• [GOAL OF THE EXERCISE]:
Beginning with the line that has "black leather belt", please write out the remaining lines of the material exactly, the last one included.
--- EXERCISE INPUTS Enclosed Below ---
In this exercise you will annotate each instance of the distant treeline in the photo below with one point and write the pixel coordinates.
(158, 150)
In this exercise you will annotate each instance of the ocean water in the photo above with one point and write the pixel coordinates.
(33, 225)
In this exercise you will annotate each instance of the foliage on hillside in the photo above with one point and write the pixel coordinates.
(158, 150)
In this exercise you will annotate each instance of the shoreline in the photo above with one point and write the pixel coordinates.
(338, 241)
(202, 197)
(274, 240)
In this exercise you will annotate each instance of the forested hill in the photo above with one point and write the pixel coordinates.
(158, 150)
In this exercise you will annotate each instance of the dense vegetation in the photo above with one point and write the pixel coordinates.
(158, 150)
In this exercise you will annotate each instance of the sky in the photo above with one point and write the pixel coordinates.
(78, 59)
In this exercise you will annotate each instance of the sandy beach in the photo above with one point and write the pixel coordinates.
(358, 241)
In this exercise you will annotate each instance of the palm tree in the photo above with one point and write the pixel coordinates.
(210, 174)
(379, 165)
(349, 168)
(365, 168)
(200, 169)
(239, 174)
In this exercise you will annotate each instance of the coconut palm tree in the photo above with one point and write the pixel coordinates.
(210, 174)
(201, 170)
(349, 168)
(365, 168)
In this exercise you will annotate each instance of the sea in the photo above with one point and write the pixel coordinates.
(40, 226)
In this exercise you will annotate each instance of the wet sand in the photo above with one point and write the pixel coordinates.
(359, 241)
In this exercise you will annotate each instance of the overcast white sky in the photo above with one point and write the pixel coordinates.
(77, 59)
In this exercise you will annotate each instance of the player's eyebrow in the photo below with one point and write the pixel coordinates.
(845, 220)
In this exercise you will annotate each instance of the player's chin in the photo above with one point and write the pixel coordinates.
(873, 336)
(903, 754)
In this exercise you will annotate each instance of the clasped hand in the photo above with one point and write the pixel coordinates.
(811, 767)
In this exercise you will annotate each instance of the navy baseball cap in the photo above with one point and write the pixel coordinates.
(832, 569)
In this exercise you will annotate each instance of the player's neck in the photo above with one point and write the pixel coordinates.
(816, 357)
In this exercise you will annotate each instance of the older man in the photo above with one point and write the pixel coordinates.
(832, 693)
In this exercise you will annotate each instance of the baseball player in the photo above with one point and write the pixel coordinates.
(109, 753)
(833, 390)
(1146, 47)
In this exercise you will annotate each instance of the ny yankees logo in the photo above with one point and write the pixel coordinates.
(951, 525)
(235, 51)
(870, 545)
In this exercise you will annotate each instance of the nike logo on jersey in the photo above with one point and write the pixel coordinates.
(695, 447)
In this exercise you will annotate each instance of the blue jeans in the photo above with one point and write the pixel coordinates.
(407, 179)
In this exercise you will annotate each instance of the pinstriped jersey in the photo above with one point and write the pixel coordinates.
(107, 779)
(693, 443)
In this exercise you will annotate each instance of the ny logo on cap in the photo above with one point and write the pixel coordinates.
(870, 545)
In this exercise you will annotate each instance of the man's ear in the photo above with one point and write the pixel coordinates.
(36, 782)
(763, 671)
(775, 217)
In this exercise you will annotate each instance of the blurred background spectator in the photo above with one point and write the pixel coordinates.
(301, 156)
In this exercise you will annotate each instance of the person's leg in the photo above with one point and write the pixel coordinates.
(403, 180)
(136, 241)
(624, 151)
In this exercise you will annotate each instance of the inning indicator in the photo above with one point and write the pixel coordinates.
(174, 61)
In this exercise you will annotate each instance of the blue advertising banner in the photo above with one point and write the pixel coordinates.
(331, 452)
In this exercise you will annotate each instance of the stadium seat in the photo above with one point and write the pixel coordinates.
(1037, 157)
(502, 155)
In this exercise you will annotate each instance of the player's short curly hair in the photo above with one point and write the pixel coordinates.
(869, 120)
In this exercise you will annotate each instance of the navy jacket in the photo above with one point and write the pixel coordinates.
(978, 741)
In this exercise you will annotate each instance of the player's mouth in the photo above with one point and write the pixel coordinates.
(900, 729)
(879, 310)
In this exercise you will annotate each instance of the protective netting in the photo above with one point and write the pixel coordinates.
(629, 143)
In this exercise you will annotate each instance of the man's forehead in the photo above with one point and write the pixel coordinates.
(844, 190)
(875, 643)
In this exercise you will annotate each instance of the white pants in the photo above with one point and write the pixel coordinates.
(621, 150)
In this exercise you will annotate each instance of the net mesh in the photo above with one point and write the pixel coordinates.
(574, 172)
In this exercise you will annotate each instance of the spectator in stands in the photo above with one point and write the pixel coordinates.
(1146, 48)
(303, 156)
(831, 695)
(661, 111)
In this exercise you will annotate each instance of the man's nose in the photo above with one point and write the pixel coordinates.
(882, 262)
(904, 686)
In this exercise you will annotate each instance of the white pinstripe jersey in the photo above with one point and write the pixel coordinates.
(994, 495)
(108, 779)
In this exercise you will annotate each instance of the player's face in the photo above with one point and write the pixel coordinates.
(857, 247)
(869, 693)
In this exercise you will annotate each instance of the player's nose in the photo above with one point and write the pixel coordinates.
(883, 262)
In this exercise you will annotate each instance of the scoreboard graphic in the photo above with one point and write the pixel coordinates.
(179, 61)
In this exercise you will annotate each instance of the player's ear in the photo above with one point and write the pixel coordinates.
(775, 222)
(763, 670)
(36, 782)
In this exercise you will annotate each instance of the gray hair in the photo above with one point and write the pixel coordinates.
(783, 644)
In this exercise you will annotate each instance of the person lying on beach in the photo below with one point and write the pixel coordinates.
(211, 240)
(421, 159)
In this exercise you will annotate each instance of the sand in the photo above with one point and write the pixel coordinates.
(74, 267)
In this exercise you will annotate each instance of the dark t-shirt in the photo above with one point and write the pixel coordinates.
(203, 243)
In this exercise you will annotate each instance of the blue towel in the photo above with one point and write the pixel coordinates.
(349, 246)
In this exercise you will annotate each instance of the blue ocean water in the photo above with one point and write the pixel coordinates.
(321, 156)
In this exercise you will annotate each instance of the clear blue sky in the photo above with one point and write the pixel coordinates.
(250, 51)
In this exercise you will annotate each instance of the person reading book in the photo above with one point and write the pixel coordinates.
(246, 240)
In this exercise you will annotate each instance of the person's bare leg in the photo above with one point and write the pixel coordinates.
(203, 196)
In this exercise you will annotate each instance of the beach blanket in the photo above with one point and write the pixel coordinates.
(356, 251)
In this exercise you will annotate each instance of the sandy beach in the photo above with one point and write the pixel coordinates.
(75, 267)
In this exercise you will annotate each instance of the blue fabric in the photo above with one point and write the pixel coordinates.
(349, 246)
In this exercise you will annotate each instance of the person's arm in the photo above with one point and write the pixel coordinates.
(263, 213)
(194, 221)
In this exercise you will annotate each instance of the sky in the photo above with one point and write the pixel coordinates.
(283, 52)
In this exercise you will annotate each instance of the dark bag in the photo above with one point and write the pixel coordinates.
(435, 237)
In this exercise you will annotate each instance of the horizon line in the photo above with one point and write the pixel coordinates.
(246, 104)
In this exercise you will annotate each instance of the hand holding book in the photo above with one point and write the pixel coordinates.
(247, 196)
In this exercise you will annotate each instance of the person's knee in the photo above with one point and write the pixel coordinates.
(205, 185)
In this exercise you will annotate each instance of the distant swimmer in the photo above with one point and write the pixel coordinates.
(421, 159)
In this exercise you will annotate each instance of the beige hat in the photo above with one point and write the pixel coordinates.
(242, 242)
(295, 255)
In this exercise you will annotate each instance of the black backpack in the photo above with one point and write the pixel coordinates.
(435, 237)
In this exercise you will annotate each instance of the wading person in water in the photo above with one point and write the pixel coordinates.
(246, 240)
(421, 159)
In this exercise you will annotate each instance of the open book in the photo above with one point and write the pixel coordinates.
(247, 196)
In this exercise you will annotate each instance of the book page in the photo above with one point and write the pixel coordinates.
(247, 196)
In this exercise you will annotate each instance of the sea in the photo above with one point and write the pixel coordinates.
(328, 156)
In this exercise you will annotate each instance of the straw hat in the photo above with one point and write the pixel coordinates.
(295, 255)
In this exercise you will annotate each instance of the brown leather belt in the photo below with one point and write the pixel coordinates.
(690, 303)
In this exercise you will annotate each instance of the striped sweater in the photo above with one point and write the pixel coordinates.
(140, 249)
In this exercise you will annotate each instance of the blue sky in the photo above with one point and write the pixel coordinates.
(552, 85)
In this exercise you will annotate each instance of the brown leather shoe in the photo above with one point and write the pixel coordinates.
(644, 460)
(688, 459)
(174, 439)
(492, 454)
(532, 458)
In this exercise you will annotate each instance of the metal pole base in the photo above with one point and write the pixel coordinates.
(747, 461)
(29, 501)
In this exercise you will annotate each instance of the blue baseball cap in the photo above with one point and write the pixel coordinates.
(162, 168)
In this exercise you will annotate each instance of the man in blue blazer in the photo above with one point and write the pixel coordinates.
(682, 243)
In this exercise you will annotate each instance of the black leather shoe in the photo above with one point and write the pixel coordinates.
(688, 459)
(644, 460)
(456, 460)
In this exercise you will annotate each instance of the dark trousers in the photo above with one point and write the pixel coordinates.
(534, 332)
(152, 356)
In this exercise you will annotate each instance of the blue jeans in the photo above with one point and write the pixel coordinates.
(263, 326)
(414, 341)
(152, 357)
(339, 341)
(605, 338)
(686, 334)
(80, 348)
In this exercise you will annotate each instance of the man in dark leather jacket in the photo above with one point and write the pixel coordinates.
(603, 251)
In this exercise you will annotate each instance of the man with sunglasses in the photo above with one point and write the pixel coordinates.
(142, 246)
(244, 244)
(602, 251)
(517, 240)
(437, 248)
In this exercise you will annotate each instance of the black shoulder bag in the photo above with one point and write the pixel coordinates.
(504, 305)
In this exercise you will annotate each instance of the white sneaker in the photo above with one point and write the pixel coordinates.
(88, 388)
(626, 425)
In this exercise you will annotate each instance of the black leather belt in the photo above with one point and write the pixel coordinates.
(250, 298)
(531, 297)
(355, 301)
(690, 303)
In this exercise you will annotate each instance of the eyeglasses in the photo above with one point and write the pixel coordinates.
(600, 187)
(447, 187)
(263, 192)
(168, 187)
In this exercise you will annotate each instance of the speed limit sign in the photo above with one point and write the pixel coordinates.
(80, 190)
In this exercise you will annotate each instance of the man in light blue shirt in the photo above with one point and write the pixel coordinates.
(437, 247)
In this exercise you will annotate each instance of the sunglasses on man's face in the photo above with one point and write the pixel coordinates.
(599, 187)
--- End of Enclosed EXERCISE INPUTS ---
• [RESULT OF THIS TASK]:
In this exercise you will annotate each instance of the black leather belt in the photo above with one point and write the pixel coordinates.
(250, 298)
(531, 297)
(355, 301)
(690, 303)
In this exercise you will annotate each instance of the eyeglasses in the photo above with one point and write the pixel coordinates.
(600, 187)
(447, 187)
(263, 192)
(168, 187)
In this exercise you will annotate each instance of the speed limit sign in the photo above with one point and write the pixel coordinates.
(80, 190)
In this exercise you will annotate each instance of the man in light blue shirt in the photo above with one point and write the pixel coordinates.
(437, 247)
In this exercise you will annotate each instance of the sunglasses on man's face in the photo above with one point and write the pixel coordinates.
(599, 187)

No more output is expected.